Source >>
=======

I think I like this syntax quite a bit.

A de-sugared limit would then be:

def limit(n; e): foreach e as $in yield $in (n; n > 0; n - 1);

A read builtin that uses a C-coded, non-generator wrapper for the jv_parser would look like:

def read: yield _read for (true; .; eof);
georgir commented 10 years ago

Is TCO planned for jq in general? Because recurse is a good candidate, with the current definition at least - recurse tail-calls , which tail-calls | which tail-calls recurse... the internal implementation can easily be adjusted to make these real tail-calls if they are not currently, but the question is if the VM can support it.

If not, it should be trivial to replace recurse with a loop-based built-in equivalent.

If this is done there may be a good idea to add some sort of total running time limiter though, as filters like def a:a;a will get promoted from mere errors to real DOS material for applications like jqplay.

georgir commented 10 years ago

Regarding your more general idea of adding generators like read, etc., I'm not sure what to think... The thing that bothers me is they "have side-effects", and will cause jq to not be purely functional any more.

=======

Data excerpts >>
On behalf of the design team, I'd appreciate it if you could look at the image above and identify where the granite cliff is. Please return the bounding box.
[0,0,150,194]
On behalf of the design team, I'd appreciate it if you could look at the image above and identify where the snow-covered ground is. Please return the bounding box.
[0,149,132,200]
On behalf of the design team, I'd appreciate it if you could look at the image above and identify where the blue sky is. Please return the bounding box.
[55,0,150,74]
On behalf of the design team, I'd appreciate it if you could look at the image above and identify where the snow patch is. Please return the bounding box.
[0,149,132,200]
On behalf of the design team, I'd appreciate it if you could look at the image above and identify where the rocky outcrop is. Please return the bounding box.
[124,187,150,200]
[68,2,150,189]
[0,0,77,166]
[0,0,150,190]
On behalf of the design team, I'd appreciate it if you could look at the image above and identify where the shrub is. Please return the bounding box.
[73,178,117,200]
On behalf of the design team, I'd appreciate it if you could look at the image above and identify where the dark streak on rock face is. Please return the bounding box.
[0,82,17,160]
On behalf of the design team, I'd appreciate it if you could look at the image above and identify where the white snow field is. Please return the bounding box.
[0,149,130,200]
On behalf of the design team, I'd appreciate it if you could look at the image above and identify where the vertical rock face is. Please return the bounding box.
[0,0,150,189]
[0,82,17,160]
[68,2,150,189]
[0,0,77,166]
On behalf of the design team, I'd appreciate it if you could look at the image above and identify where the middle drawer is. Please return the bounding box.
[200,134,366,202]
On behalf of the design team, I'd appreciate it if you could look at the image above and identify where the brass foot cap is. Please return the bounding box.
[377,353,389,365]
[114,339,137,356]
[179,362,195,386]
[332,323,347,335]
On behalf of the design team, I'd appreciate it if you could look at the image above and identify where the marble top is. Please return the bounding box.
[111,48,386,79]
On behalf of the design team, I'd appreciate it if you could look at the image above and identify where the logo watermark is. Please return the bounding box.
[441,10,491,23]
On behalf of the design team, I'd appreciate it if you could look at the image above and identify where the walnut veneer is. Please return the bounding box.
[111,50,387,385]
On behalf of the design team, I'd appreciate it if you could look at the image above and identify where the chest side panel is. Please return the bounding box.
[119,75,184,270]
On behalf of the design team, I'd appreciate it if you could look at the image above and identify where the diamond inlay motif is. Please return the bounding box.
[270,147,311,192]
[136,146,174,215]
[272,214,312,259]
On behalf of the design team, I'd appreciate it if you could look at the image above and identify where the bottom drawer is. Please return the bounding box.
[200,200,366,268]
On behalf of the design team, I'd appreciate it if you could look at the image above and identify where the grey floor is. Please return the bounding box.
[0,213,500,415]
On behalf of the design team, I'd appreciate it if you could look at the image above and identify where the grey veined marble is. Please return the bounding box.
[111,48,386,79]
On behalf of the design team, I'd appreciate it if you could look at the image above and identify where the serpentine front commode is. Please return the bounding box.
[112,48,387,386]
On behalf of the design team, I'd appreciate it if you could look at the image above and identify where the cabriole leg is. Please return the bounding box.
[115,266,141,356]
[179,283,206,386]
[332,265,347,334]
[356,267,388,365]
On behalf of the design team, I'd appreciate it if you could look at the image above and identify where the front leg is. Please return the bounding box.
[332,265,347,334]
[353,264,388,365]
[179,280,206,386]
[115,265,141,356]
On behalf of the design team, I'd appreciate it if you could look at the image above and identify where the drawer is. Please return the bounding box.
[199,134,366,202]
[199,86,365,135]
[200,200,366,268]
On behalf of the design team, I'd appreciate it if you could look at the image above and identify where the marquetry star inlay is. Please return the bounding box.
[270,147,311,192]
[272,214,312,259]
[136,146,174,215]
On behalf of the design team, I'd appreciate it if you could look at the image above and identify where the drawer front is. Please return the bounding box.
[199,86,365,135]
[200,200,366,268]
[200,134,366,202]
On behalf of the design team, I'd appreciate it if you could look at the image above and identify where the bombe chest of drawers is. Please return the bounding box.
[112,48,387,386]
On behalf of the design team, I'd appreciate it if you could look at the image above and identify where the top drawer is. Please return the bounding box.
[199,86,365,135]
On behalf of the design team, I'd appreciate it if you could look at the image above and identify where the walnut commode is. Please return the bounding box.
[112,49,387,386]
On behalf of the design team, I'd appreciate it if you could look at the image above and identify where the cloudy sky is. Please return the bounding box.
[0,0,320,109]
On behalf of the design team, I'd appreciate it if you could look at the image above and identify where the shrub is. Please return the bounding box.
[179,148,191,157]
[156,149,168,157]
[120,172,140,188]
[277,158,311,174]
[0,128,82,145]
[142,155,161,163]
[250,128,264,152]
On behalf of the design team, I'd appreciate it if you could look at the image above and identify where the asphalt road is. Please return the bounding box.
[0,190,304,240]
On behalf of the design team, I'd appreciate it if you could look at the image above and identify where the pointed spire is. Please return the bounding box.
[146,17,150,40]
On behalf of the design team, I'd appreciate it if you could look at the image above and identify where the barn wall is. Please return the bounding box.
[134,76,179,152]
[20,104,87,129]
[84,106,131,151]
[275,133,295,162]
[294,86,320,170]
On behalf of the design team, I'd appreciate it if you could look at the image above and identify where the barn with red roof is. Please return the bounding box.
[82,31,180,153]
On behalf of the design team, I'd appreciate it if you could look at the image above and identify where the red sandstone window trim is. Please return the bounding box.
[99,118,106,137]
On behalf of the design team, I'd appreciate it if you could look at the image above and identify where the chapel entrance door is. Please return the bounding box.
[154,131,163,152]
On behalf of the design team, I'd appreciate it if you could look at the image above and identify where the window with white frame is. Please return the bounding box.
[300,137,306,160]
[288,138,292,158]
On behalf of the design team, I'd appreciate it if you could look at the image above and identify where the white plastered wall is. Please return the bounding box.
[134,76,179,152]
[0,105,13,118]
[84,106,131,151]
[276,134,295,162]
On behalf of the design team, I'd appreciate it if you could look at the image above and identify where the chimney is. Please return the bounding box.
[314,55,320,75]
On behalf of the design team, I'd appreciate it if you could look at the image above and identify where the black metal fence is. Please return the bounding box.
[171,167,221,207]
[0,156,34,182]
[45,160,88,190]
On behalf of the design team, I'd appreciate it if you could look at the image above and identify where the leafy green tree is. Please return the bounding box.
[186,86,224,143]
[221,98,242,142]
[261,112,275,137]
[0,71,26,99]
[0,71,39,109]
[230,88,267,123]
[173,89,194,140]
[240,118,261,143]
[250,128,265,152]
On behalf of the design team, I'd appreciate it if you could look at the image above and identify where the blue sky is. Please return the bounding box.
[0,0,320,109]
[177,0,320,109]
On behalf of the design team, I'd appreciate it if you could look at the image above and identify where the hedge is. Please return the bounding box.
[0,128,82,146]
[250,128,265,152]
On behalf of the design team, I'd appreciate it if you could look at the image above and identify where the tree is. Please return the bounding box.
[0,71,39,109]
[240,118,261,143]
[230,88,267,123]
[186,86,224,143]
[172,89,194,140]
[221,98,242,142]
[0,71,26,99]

=======

Given task 1 >>
For each statement about the jq discussion, answer yes or no and quote the words of the discussion that settle it. (a) The de-sugared limit counts down from n with the condition n > 0. (b) georgir expects that replacing recurse with a loop-based built-in would be hard. (c) georgir is bothered that generators like read would have side-effects.
Given task 2 >>
Reproduce the stretch of the jq discussion from "A read builtin" through "can support it.".
Given task 3 >>
Extend the jq discussion onward from its final sentence.
The data above plays no part in this exercise.

Written answer 1 >>
(a) Yes: "foreach e as $in yield $in (n; n > 0; n - 1)"
(b) No: "it should be trivial to replace recurse with a loop-based built-in equivalent"
(c) Yes: 'they "have side-effects", and will cause jq to not be purely functional any more'

Written answer 2 >>
A read builtin that uses a C-coded, non-generator wrapper for the jv_parser would look like:

def read: yield _read for (true; .; eof);
georgir commented 10 years ago

Is TCO planned for jq in general? Because recurse is a good candidate, with the current definition at least - recurse tail-calls , which tail-calls | which tail-calls recurse... the internal implementation can easily be adjusted to make these real tail-calls if they are not currently, but the question is if the VM can support it.

Written answer 3 >>
For example, how does def f(a):{a1:a, a2:a} work? Does it run a once and cache its results, then make the combinations from that? Or does it run it twice, and cache each run's results, and make the combinations from that? Or does it run it 1 + N times if the first run returned N results? With purely functional semantics, this does not matter. Either of those options is going to give the same result, and it is just internal implementation details which option is chosen. It can even be changed between versions to shift balance between memory consumption and computational load. But if a may have side-effects and it is not going to return the same outputs for the same inputs, the above implementation detail becomes much more important, and no longer transparent to the end-user. That's not necessarily a bad thing, but it's something that must be clarified and considered more carefully.

nicowilliams commented 10 years ago

@georgir Quite clearly recurse(.[]) does not use tail recursion. To do so it would have to maintain a stack of tree nodes in an array, which it clearly does not -- instead it uses the jq stack for that purpose.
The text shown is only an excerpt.